> _DOCUMENT_

● ● ● ● ●

Sample Space Partitioning and Spatiotemporal Resampling for Specular Manifold Sampling

Caustics rendering remains a long-standing challenge in Monte Carlo rendering because high-energy specular paths occupy only a small region of path space, making them difficult to sample effectively. Recent work such as Specular Manifold Sampling (SMS) [Zeltner et al. 2020] can stochastically sample these specular paths and estimate their unbiased weights using Bernoulli trials. However, applying SMS in interactive rendering is non-trivial because it is slow and delivers noisy images given a very limited time budget.

In this work, we extend SMS for high-quality caustic rendering in interactive settings using sample space partitioning. Our insight is that Newton iterations, the main performance bottleneck of SMS, can be restricted to the vicinity of the seed path, which can dramatically improve the performance. We achieve this with tile-based sample space partitioning, which bounds the manifold walk region and allows building a per-frame prior distribution that concentrates initial guesses around solutions. This reduces the cost of SMS and improves its sampling quality. Applying spatiotemporal reuse (ReSTIR) further amortizes the sample generation cost, greatly increasing the effective sample count. As a result, we achieve significant variance reduction compared to SMS in interactive rendering scenarios.

● ● ● ● ●

> _LISTED RECORDS_
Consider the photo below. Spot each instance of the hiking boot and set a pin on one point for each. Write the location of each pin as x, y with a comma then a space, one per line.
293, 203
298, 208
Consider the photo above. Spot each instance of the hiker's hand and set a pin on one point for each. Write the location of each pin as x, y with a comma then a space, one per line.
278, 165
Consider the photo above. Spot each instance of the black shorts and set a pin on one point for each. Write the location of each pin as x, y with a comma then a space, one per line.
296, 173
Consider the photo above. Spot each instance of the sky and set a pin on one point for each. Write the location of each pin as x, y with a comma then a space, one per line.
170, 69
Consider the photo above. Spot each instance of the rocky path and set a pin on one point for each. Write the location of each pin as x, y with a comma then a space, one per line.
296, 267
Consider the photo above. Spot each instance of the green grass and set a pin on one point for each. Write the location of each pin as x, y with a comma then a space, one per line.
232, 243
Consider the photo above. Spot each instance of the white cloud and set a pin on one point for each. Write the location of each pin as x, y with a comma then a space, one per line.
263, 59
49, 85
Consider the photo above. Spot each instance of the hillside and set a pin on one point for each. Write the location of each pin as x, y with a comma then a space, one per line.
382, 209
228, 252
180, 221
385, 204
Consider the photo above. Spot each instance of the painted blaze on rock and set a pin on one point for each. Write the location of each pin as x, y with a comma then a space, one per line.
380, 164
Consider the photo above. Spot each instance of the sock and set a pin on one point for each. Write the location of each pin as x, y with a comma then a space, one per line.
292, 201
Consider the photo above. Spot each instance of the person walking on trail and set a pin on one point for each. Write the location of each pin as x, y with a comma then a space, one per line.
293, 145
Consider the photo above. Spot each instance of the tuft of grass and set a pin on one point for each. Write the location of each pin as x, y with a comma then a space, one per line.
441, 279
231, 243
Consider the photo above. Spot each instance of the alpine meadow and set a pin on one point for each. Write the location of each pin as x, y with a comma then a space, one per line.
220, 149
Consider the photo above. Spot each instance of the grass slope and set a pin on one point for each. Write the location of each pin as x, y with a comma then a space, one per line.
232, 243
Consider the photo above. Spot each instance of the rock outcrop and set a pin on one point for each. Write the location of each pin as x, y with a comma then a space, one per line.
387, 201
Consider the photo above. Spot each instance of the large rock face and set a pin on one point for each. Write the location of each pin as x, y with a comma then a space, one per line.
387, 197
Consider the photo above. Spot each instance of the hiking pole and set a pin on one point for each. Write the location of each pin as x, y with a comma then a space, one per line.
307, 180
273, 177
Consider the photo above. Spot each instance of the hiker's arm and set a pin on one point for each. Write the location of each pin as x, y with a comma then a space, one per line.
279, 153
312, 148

● ● ● ● ●

> _TASKS FOR THIS EXERCISE_
A - Rewrite the paragraph of the abstract that begins "In this work, we extend SMS" as a short bulleted list that keeps its main facts.
B - According to the abstract, what is the main performance bottleneck of SMS?
Use only the abstract when completing these tasks.

> _SOLUTIONS_
A -
- Extends SMS to high-quality caustic rendering in interactive settings through sample space partitioning.
- Key insight: Newton iterations, the main performance bottleneck of SMS, can be restricted to the vicinity of the seed path, which can dramatically improve performance.
- Tile-based sample space partitioning bounds the manifold walk region and allows a per-frame prior distribution that concentrates initial guesses around solutions.
- This lowers the cost of SMS and improves its sampling quality.
- Spatiotemporal reuse (ReSTIR) further amortizes sample generation cost, greatly increasing the effective sample count.
- Result: significant variance reduction compared to SMS in interactive rendering scenarios.

B - Newton iterations.